EXCERPT TO READ
------------------------------------------------
This Rs.26,000 of losses is funded by various government
agencies. State governments pay part of the bill through
budgetary subsidies. Utilities borrow some of the rest,
but also don't pay their bills. The latest estimate
of state power utility arrears to central government
power utilities and suppliers is Rs.42,000 crore. This
large and growing volume of arrears is threatening to
bankrupt central utilities and financial institutions,
and is placing enormous fiscal stress on virtually all
the state governments as well.
This huge amount of financial losses borne by every
Indian every year would perhaps be more tolerable if
it led to a high quality of power supply. On the contrary,
deteriorating financial viability has led to inadequate
investment and maintenance. As a result, India is among
the worst in developing countries in reliability of
power supply. This is a major constraint to development
and growth in the country, not to mention a negative
influence on the quality of life.
Industry suffers twice over from India's power sector
policies. It receives low-quality power, but is forced
to pay tariffs above cost to cross-subsidize residential
and agricultural consumers. Industrial tariffs in India
at Rs.4 to 5 per kWh or US 7-10 cents are among the
highest in the world. Typical rates in Western Europe
and US are in the range of 6-7 cents. Even among other
developing countries, industrial tariffs are lower than
that in India - in Argentina it is 8 cents, Bolivia
7 cents, Brazil and Thailand 6 cents, and China 3-4
cents.
What are the reasons for this unacceptable situation
in the power sector - this combination of poor financial
and technical performance? It is not as if India does
not have the technical and management skills.
The first problem is inadequate tariffs for non-industrial
consumers. In fact, the gap between tariffs and costs
has been growing over the nineties. In many states tariffs
are not even sufficient to cover operating costs. Both
agricultural and residential customers are heavily subsidized.
The average domestic customer pays less than 60% of
the cost of supply, while the average farmer pays about
10% of the cost of supply.
The second problem is one of excessive losses. Losses
cannot be measured accurately in India because so much
consumption is un-metered. But T&D losses in Delhi
are now reported to be over 50%, Orissa 45%, Haryana
and UP around 40%, and Rajasthan 38%. Even these high
figures may be under-estimates.
Technical or physical losses are likely to be up to
20% of power supplied, double the international best
practice of about 10%, on account of under-investment
in an under-funded system. Another 20-30% of supply
is lost due to non-technical factors, or, more bluntly,
theft and non-payment. For the country as a whole, about
Rs.19,000 crores of electricity is stolen annually.
There are a myriad of ways through which theft and
non-payments occur; At the lowest level of the bureaucratic
chain, meter readers, linesmen and billing clerks do
not read meters, bill or collect, many presumably benefiting
from personal receipts and political protection. These
officials have often been in their position for 15 to
20 years and therefore have long-established links with
local vested interests. In some states, local mafia
groups, with the protection and complicity of local
leaders, reportedly provide illegal supply of electricity
to urban slum dwellers. Non-payments also result from
high-level collusion involving big industrialists. Utility
managers are often helpless to prevent such theft, even
if they want to; there is often rampant political interference
in the operations of the state utilities, starting from
the appointment of directors down to the transfer of
field staff
Key Elements of Distribution Reforms
Governance reforms, to stem the theft and corruption
that plague the power sector, and tariff reforms, to
ensure that tariffs more closely reflect costs and are
more predictable, are clearly critical parts of any
attempt to reform the distribution system. I now consider
each of these in turn.
------------------------------------------------
EXCERPTED RECORDS
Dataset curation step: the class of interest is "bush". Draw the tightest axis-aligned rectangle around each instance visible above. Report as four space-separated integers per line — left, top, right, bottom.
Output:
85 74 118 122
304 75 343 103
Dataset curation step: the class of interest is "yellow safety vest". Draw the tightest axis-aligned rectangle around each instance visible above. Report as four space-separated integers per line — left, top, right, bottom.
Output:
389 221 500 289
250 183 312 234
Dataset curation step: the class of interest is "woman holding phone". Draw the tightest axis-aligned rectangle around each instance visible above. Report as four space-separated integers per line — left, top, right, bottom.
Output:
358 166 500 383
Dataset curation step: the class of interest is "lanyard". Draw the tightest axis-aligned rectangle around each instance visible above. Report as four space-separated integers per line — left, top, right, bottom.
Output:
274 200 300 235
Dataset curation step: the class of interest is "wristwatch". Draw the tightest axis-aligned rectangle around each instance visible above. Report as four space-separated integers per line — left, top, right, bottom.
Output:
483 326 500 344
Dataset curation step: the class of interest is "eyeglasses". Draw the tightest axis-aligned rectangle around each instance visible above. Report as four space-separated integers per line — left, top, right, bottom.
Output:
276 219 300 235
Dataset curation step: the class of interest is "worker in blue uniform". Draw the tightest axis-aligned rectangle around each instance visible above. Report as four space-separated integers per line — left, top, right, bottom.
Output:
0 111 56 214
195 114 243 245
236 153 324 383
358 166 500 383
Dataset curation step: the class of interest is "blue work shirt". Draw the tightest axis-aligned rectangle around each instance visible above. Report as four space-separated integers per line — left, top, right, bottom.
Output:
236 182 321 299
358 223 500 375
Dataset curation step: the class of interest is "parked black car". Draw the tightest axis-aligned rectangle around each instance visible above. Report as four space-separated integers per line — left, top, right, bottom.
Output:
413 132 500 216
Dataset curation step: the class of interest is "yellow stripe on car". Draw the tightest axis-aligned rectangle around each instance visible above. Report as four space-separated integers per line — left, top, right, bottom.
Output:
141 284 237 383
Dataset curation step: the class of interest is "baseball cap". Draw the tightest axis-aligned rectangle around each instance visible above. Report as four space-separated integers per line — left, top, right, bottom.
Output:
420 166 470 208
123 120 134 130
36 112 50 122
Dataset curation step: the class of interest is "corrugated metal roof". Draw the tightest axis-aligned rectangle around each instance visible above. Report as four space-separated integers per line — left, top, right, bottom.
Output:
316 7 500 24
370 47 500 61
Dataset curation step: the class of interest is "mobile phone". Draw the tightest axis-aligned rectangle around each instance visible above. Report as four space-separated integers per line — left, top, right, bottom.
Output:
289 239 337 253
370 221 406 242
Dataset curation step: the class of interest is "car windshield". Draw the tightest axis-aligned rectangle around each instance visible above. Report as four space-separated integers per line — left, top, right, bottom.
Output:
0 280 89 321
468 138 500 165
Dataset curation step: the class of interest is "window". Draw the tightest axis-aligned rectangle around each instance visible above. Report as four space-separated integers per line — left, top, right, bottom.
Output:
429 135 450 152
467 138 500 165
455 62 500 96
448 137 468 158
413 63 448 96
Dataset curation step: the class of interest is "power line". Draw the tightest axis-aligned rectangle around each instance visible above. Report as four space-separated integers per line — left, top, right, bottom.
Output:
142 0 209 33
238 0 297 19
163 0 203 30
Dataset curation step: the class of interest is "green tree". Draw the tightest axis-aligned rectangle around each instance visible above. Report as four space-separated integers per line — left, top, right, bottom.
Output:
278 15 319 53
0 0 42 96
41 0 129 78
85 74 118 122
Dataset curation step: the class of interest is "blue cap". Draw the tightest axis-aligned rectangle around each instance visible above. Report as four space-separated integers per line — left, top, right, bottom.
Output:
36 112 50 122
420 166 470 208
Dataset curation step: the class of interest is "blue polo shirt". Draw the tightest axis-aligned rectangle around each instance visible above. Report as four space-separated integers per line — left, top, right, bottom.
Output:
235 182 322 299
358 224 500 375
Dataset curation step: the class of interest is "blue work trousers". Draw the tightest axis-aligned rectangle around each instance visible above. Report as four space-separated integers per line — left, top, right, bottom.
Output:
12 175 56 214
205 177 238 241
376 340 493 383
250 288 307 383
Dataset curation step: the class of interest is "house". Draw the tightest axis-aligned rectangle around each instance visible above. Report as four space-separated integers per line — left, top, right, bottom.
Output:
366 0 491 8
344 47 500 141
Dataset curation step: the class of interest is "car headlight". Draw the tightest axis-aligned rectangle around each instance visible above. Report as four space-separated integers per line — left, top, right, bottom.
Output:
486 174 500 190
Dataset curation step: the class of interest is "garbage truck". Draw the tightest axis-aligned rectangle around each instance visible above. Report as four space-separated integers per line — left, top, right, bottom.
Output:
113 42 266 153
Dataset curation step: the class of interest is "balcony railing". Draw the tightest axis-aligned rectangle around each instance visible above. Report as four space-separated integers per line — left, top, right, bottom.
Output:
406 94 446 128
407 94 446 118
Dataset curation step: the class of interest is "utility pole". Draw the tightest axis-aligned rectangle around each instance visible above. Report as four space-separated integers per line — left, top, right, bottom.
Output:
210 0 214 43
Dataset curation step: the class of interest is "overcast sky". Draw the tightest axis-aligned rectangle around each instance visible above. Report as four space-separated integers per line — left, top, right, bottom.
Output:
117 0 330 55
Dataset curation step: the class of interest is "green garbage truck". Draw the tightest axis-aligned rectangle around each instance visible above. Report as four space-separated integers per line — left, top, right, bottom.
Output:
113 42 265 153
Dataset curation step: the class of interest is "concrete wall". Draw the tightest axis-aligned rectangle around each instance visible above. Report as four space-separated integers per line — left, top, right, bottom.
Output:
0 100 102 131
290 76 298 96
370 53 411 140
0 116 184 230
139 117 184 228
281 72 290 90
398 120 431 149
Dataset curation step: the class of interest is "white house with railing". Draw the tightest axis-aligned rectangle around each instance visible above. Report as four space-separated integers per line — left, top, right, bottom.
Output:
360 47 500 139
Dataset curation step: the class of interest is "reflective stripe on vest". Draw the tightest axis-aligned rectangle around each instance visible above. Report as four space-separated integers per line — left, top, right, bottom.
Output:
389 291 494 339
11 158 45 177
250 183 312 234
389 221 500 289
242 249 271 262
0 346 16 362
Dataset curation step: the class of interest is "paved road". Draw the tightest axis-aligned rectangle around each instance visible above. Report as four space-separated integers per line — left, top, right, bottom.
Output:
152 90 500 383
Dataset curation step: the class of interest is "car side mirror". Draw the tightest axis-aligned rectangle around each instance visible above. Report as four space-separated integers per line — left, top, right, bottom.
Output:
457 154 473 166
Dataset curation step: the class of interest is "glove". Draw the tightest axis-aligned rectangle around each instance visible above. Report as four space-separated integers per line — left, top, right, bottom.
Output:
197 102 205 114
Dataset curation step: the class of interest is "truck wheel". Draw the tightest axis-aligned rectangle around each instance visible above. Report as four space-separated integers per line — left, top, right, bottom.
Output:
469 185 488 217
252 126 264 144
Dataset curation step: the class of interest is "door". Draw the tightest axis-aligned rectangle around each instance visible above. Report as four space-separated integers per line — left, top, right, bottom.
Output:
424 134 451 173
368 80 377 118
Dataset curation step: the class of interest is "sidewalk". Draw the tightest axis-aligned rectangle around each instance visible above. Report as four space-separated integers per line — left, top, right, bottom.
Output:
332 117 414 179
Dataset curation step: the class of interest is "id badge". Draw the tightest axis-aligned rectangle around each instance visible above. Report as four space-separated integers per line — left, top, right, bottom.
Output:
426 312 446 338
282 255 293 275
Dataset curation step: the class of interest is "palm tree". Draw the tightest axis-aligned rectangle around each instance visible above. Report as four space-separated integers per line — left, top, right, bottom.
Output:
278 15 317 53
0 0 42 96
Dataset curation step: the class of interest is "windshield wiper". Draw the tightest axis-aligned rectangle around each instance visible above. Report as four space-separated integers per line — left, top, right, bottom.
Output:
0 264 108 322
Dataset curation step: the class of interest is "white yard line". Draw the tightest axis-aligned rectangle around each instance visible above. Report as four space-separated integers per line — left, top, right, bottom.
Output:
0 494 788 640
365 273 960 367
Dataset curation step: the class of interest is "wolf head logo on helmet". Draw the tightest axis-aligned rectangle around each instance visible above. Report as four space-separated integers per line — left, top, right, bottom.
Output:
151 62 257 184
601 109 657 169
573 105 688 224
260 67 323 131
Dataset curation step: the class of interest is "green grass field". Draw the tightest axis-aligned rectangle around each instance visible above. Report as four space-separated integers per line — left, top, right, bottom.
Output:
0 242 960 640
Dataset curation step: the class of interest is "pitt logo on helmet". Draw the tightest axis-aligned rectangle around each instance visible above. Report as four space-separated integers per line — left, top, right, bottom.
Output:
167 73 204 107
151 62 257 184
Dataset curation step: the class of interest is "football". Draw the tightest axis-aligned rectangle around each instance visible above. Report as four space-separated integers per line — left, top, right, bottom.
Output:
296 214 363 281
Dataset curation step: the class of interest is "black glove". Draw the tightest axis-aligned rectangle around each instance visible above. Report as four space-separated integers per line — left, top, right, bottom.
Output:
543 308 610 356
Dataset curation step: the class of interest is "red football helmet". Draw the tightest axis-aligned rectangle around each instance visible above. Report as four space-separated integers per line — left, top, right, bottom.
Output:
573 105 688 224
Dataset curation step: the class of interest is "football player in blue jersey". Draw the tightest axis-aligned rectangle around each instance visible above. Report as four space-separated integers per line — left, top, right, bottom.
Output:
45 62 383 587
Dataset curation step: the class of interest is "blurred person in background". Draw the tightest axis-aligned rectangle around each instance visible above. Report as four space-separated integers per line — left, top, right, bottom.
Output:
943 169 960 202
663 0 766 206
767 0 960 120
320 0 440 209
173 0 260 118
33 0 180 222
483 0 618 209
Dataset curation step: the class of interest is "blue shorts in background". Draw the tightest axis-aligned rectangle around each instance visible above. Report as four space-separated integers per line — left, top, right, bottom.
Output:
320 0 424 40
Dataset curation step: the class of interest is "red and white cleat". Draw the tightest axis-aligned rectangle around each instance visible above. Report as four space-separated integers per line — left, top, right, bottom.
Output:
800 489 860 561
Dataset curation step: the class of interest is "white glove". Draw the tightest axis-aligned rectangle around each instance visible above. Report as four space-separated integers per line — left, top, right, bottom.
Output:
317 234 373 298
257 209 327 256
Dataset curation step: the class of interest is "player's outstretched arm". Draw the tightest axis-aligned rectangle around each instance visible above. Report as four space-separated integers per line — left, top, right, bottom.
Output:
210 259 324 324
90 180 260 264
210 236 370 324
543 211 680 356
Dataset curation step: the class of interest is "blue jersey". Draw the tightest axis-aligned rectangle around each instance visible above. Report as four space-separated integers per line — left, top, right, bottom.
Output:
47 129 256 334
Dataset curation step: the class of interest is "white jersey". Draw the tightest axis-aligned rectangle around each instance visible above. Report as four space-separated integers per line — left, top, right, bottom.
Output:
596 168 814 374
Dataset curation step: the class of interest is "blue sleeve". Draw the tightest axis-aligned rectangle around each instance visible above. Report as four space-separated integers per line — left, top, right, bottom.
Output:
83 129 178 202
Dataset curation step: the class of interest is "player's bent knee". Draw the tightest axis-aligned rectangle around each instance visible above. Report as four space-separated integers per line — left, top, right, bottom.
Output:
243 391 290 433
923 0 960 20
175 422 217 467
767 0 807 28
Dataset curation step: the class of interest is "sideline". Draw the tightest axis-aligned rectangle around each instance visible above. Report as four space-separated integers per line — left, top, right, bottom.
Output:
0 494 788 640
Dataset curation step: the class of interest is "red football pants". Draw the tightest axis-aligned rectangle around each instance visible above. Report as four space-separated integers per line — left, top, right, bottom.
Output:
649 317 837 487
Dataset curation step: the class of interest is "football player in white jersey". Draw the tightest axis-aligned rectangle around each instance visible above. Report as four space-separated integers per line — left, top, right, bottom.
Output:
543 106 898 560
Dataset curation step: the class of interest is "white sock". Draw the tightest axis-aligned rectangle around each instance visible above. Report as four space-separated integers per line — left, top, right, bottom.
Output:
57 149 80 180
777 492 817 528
------------------------------------------------
TASK LIST
**A)** Extract every line of the entries that contains the string "jersey", treating uppercase and lowercase as different.
**B)** Write the next part of the passage on India's power sector, starting right after its final sentence.
The passage on India's power sector and the entries are unrelated material.

SOLVED PROBLEMS
**A)**
Dataset curation step: the class of interest is "football player in blue jersey". Draw the tightest axis-aligned rectangle around each instance visible above. Report as four space-separated integers per line — left, top, right, bottom.
Dataset curation step: the class of interest is "blue jersey". Draw the tightest axis-aligned rectangle around each instance visible above. Report as four space-separated integers per line — left, top, right, bottom.
Dataset curation step: the class of interest is "white jersey". Draw the tightest axis-aligned rectangle around each instance visible above. Report as four space-separated integers per line — left, top, right, bottom.
Dataset curation step: the class of interest is "football player in white jersey". Draw the tightest axis-aligned rectangle around each instance visible above. Report as four space-separated integers per line — left, top, right, bottom.

**B)**
Governance Reforms
Let us try to estimate the magnitude of the financial
leakages from India's power sector. We already have
an estimate of Rs. 19,000 crore for theft. In recent
years, the value of unpaid bills has grown by about
Rs.2,000 crore a year. In addition, part of what is
accounted for as agricultural consumption, therefore
enjoying the heavily subsidized tariffs, is actually
domestic and industrial consumption. As a result, there
must be some Rs.20,000 - 30,000 crore (US$ 4-6 billion)
flowing every year into the pockets of individuals and
institutions through theft, graft and corruption in
the power distribution sector.
With such huge amounts of money involved, is it any
surprise that the vested interests against reforms are
so strong. And resistance at many levels so violent?
The most important, and most challenging element, of
power sector reforms is to combat this widespread theft,
graft and corruption. This will require nothing less
than a new governance system in the power sector.
Many of us believe that a necessary condition to achieve
lasting and radical change in the power sector is to
privatize distribution. The lesson from decades of experience
in India and many other countries, developed and developing,
is that if the public sector is trying to fulfill a
commercial function, and is not filling that role effectively,
then the most effective solution is to allow the private
sector in. Private firms would have the financial discipline
and incentives to cut losses and maximize efficiency.
But privatization by itself is not enough as we have
seen in Orissa. For private distributors to operate
properly, they must have the protection of the laws
of the land, and cut off supply to non-paying customers,
even if they are ministers or government agencies. Governments
must be prepared to prosecute those suspected of power
theft. Containing graft and corruption, maintaining
law and order - these are all government responsibilities,
not those of private firms. Without governments fulfilling
these responsibilities, power reform will not succeed.
Beyond ensuring law and order, governments have a critical
role to play in improving the enabling environment in
the sector: ending political interference in the sector,
nurturing commercial discipline, and so on.
Recent experience in this regard is encouraging. Andhra
Pradesh, for example, has regularized 2 million domestic
and 0.3 million agriculture consumers. Significant efforts
have been made to improve billing, collect arrears and
improve collections: collection efficiency since October
last year has been over 100%. Andhra is also the first
state to enact a law to control theft and pilferage
of electricity; special courts and police stations have
been created through out the state for dealing with
theft cases. Compared to the annual average of about
500 theft cases per year, during last year 2,500 theft
cases were registered per month.
Rajasthan has also initiated several measures to strengthen
the commercial culture in the power sector. It has replaced
about 2 lakh old meters with high accuracy electronic
meters during a period of six months since March this
year. This effort is planned to be scaled up to replace
an additional 5.5. lakh meters in the next six months.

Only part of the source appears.